▸ Assigned task
Exact reproduction required: print each line of the material below.

▸ Input
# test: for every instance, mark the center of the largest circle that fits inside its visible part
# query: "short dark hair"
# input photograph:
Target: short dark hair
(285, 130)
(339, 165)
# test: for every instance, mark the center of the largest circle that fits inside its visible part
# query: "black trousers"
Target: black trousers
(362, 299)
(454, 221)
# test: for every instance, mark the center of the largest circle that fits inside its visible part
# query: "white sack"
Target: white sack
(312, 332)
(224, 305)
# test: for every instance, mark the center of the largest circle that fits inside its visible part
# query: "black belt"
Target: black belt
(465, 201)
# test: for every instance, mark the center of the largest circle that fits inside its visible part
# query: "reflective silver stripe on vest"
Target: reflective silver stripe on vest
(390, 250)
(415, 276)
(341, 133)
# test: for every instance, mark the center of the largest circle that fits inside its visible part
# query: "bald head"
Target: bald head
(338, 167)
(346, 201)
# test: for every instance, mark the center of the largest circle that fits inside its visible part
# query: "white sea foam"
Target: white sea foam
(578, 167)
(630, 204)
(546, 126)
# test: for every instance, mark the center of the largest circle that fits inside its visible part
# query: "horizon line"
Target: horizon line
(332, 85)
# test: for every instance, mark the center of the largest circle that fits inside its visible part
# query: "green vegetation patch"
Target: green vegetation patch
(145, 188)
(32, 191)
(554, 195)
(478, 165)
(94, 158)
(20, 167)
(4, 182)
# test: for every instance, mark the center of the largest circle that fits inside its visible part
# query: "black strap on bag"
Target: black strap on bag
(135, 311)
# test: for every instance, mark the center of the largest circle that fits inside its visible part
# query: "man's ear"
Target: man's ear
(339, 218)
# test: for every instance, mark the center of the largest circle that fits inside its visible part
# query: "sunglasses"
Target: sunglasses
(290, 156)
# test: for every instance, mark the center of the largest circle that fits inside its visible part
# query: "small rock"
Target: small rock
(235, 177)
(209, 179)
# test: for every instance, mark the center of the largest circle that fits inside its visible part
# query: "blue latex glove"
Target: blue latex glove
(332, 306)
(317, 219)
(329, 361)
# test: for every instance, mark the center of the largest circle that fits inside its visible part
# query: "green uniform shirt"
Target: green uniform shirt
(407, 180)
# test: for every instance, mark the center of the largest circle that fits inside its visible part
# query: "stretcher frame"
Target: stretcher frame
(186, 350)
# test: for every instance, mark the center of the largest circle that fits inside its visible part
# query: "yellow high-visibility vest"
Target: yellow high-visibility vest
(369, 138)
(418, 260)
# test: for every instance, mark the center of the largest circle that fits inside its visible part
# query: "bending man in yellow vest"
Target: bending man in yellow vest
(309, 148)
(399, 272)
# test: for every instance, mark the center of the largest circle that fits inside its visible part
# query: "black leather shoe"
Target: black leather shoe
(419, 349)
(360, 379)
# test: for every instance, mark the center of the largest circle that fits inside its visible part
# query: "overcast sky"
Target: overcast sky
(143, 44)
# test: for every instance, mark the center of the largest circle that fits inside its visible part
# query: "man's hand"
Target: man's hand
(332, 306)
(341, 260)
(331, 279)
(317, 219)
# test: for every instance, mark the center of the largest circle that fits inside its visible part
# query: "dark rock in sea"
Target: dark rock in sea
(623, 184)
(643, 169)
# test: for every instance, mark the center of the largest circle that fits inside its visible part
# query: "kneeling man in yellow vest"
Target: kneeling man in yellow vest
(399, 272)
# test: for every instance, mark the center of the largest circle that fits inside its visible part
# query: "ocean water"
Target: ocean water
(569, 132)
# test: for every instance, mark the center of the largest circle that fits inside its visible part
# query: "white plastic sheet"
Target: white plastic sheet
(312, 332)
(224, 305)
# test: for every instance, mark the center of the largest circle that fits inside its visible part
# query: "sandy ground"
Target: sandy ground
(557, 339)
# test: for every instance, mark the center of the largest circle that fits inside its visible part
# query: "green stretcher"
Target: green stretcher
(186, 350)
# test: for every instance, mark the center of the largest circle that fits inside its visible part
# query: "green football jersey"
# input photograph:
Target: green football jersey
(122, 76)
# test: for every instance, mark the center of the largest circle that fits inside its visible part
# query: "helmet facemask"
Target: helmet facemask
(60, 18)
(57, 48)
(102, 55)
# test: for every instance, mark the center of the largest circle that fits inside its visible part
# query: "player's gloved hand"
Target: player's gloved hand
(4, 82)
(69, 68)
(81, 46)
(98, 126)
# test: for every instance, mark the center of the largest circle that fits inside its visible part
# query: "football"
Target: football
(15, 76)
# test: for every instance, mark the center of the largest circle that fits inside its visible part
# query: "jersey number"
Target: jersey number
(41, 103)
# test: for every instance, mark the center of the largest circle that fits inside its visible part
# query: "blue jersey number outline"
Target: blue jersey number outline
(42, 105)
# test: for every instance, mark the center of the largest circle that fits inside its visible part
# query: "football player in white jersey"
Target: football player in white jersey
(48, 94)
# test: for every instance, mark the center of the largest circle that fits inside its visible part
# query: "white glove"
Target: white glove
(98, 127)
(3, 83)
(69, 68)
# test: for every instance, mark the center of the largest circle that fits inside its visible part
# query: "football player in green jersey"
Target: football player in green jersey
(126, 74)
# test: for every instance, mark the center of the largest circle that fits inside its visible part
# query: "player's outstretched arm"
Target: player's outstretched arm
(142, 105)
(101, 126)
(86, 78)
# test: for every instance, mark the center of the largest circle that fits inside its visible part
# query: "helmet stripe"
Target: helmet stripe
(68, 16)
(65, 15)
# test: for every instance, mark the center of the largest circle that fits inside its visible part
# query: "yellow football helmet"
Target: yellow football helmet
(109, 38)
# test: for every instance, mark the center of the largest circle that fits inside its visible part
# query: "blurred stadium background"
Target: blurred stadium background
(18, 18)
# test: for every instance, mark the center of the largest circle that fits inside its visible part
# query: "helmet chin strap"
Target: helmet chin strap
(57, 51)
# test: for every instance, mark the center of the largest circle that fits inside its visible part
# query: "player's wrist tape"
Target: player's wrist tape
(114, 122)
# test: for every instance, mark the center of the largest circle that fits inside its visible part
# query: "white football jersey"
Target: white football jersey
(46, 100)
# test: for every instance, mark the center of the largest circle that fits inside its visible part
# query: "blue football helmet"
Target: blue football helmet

▸ Task result
# test: for every instance, mark the center of the largest circle that fits inside its visible part
# query: "short dark hair"
# input photograph:
Target: short dark hair
(285, 130)
(339, 165)
# test: for every instance, mark the center of the largest circle that fits inside its visible part
# query: "black trousers"
Target: black trousers
(362, 299)
(454, 221)
# test: for every instance, mark the center of the largest circle that fits inside its visible part
# query: "white sack"
Target: white sack
(312, 332)
(224, 305)
# test: for every instance, mark the center of the largest circle that fits inside its visible part
# query: "black belt"
Target: black belt
(465, 201)
# test: for every instance, mark the center of the largest circle that fits inside its visible part
# query: "reflective silver stripe on vest"
Target: reflective silver stripe on vest
(390, 250)
(415, 276)
(341, 133)
# test: for every instance, mark the center of the largest circle that fits inside its visible part
# query: "bald head"
Target: bald head
(338, 167)
(346, 201)
# test: for every instance, mark the center of the largest circle that fits inside its visible part
# query: "white sea foam"
Target: white sea foam
(578, 167)
(630, 204)
(546, 126)
# test: for every instance, mark the center of the largest circle that fits inside its visible part
# query: "horizon line"
Target: horizon line
(332, 85)
# test: for every instance, mark the center of the largest circle that fits inside its visible part
# query: "green vegetation patch"
Target: green vegetation patch
(145, 188)
(32, 191)
(554, 195)
(478, 165)
(94, 158)
(20, 167)
(4, 182)
# test: for every instance, mark the center of the largest circle that fits inside its visible part
# query: "black strap on bag"
Target: black strap on bag
(135, 311)
# test: for every instance, mark the center of the largest circle that fits inside its visible part
# query: "man's ear"
Target: man's ear
(339, 218)
# test: for every instance, mark the center of the largest circle that fits inside its visible part
# query: "sunglasses"
Target: sunglasses
(290, 156)
# test: for every instance, mark the center of the largest circle that fits inside its visible part
# query: "small rock"
Target: small rock
(235, 177)
(209, 179)
# test: for every instance, mark the center of the largest circle that fits inside its visible part
# query: "blue latex glove"
Target: blue latex glove
(332, 306)
(317, 219)
(329, 361)
# test: for every instance, mark the center of the largest circle that fits inside its visible part
# query: "green uniform shirt"
Target: green uniform shirt
(407, 180)
# test: for every instance, mark the center of the largest circle that fits inside its visible part
# query: "stretcher frame"
Target: stretcher frame
(186, 350)
# test: for every instance, mark the center of the largest circle that fits inside its visible part
# query: "yellow high-visibility vest"
Target: yellow high-visibility vest
(369, 138)
(418, 260)
# test: for every instance, mark the center of the largest circle that fits inside its visible part
# query: "bending man in yellow vest"
Target: bending man in yellow vest
(309, 148)
(399, 272)
# test: for every instance, mark the center of the largest circle that fits inside its visible part
# query: "black leather shoe"
Target: black leather shoe
(419, 349)
(360, 379)
# test: for every instance, mark the center of the largest circle that fits inside its visible part
# query: "overcast sky"
Target: overcast sky
(143, 44)
# test: for every instance, mark the center of the largest circle that fits inside its visible part
# query: "man's hand"
Target: man's hand
(332, 306)
(341, 260)
(331, 279)
(317, 219)
# test: for every instance, mark the center of the largest circle that fits inside its visible part
# query: "dark rock in sea"
Target: dark rock in sea
(623, 184)
(643, 169)
# test: for every instance, mark the center of the largest circle that fits inside its visible part
# query: "kneeling man in yellow vest"
Target: kneeling man in yellow vest
(399, 272)
# test: for every instance, mark the center of the largest circle that fits inside its visible part
# query: "ocean water"
Target: ocean water
(569, 132)
# test: for every instance, mark the center of the largest circle that fits inside its visible part
# query: "white plastic sheet"
Target: white plastic sheet
(312, 332)
(224, 305)
# test: for every instance, mark the center of the largest circle that fits inside its visible part
# query: "sandy ground"
Target: sandy ground
(557, 339)
# test: for every instance, mark the center of the largest circle that fits inside its visible part
# query: "green stretcher"
Target: green stretcher
(186, 350)
# test: for every instance, mark the center of the largest circle that fits inside its visible part
# query: "green football jersey"
# input photograph:
Target: green football jersey
(122, 76)
# test: for every instance, mark the center of the largest circle that fits inside its visible part
# query: "helmet facemask"
Target: helmet facemask
(60, 18)
(57, 48)
(102, 55)
# test: for every instance, mark the center of the largest circle that fits inside its visible part
# query: "player's gloved hand"
Target: player's gloved hand
(4, 82)
(69, 68)
(81, 46)
(98, 126)
# test: for every instance, mark the center of the largest circle that fits inside its visible part
# query: "football"
Target: football
(15, 76)
# test: for every instance, mark the center of the largest circle that fits inside its visible part
# query: "jersey number"
Target: jersey number
(41, 103)
# test: for every instance, mark the center of the largest circle that fits inside its visible part
# query: "blue jersey number outline"
Target: blue jersey number outline
(42, 105)
# test: for every instance, mark the center of the largest circle that fits inside its visible part
# query: "football player in white jersey"
Target: football player in white jersey
(48, 94)
# test: for every instance, mark the center of the largest circle that fits inside its visible part
# query: "white glove"
Target: white glove
(98, 127)
(3, 83)
(69, 68)
# test: for every instance, mark the center of the largest circle that fits inside its visible part
# query: "football player in green jersey"
Target: football player in green jersey
(126, 74)
# test: for every instance, mark the center of the largest circle that fits inside its visible part
# query: "player's outstretched arm"
Target: player's outstretched arm
(142, 105)
(101, 126)
(86, 78)
# test: for every instance, mark the center of the largest circle that fits inside its visible part
# query: "helmet stripe"
Target: helmet stripe
(68, 16)
(65, 15)
# test: for every instance, mark the center of the largest circle that fits inside its visible part
# query: "yellow football helmet"
Target: yellow football helmet
(109, 38)
# test: for every instance, mark the center of the largest circle that fits inside its visible part
# query: "blurred stadium background"
Target: blurred stadium background
(18, 18)
# test: for every instance, mark the center of the largest circle that fits inside its visible part
# query: "helmet chin strap"
Target: helmet chin strap
(57, 51)
# test: for every instance, mark the center of the largest circle that fits inside its visible part
# query: "player's wrist tape"
Target: player's wrist tape
(114, 122)
# test: for every instance, mark the center of the largest circle that fits inside its visible part
# query: "white football jersey"
Target: white football jersey
(46, 100)
# test: for every instance, mark the center of the largest circle that fits inside its visible part
# query: "blue football helmet"
Target: blue football helmet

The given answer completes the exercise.